## begin The input
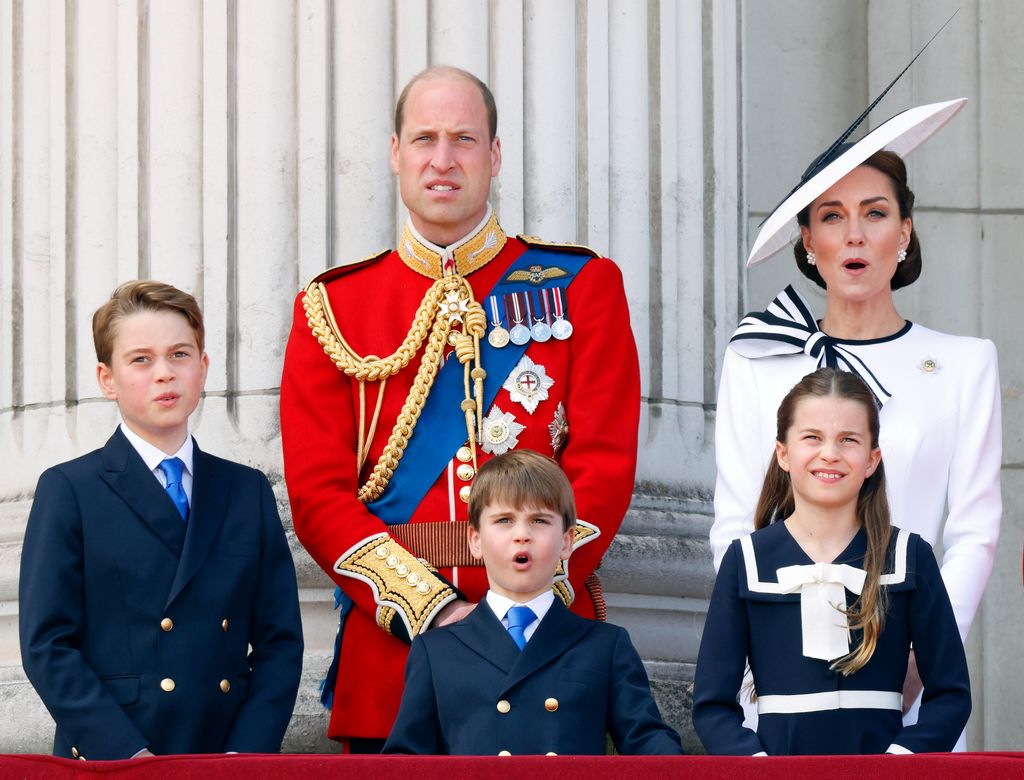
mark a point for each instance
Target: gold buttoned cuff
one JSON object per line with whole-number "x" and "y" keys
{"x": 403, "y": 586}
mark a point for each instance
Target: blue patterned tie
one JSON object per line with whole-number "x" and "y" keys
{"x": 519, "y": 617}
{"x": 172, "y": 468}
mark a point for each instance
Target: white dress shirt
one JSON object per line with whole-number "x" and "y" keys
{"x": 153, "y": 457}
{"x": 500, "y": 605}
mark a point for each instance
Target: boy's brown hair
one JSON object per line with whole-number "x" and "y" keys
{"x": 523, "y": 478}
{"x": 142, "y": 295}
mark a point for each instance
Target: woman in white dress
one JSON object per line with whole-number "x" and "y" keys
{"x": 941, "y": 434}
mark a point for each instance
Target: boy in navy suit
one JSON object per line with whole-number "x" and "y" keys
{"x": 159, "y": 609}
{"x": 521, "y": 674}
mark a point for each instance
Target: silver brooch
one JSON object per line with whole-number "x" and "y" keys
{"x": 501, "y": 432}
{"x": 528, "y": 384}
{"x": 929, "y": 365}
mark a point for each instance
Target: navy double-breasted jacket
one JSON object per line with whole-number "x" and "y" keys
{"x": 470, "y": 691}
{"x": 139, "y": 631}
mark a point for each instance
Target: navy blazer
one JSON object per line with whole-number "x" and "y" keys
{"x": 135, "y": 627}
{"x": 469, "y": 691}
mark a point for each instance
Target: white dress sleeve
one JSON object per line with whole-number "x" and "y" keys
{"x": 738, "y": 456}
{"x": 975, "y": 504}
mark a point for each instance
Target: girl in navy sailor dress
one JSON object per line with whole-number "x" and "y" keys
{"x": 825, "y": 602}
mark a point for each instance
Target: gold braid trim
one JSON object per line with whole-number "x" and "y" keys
## end The input
## begin The input
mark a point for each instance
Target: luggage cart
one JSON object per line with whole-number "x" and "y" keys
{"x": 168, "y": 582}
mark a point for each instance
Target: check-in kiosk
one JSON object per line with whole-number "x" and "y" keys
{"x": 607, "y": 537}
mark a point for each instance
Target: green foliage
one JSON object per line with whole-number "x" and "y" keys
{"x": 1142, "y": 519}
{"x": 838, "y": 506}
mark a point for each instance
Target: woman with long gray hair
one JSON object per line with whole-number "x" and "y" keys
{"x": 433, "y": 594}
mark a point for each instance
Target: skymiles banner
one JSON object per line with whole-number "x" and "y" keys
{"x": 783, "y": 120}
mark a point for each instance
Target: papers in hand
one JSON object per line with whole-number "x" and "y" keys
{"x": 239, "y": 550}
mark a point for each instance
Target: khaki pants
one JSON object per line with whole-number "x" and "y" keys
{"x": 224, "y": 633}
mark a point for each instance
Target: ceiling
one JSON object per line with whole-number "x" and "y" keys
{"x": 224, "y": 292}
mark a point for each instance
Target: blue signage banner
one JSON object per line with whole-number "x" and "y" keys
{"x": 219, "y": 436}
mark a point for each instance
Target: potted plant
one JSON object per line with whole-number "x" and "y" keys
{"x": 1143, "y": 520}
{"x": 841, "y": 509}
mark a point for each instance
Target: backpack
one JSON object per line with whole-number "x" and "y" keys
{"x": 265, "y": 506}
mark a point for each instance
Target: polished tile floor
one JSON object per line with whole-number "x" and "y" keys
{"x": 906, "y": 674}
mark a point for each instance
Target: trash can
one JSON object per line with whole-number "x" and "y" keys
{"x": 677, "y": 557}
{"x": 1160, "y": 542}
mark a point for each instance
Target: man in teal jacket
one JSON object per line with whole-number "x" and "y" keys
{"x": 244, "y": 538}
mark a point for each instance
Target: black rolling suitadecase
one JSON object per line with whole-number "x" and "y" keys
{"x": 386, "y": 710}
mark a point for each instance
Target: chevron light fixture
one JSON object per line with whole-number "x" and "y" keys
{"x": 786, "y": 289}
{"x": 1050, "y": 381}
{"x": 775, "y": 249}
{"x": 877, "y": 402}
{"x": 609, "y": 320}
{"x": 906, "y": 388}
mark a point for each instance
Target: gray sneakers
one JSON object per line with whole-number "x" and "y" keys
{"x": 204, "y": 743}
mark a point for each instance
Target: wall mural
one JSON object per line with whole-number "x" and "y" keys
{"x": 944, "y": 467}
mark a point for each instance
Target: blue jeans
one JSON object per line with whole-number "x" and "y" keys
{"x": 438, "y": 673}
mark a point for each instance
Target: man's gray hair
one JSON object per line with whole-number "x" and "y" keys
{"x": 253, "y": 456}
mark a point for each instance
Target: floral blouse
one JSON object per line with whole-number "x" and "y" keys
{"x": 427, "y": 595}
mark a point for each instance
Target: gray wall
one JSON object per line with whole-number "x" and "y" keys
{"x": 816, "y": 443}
## end The input
## begin The input
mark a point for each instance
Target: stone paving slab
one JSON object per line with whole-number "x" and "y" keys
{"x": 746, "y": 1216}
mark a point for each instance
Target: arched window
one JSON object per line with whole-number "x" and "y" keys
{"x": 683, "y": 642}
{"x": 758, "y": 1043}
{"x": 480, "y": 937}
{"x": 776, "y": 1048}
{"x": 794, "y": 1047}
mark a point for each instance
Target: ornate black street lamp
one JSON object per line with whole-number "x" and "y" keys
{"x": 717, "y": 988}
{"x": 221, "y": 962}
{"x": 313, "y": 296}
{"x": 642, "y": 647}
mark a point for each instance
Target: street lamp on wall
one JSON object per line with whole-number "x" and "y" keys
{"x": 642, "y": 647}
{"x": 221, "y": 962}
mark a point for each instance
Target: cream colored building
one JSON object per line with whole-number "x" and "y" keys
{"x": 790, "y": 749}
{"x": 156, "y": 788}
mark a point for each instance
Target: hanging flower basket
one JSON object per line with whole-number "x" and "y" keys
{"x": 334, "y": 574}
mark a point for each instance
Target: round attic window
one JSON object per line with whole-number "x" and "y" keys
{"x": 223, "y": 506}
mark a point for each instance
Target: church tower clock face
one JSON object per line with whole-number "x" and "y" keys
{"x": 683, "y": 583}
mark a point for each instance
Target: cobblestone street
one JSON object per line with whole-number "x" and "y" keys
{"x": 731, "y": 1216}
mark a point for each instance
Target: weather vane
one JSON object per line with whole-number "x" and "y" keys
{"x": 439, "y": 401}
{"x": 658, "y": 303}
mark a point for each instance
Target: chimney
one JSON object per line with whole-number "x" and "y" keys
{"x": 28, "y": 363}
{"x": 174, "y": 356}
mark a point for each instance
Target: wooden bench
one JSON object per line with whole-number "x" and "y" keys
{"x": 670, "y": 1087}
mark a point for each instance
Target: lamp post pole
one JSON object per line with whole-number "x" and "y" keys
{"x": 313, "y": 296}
## end The input
Job: Please pick out each line of the data above that contains the string "jacket", and copy those lines unchanged.

Solution for this exercise:
Target: navy double-breasted jacket
Target: man in teal jacket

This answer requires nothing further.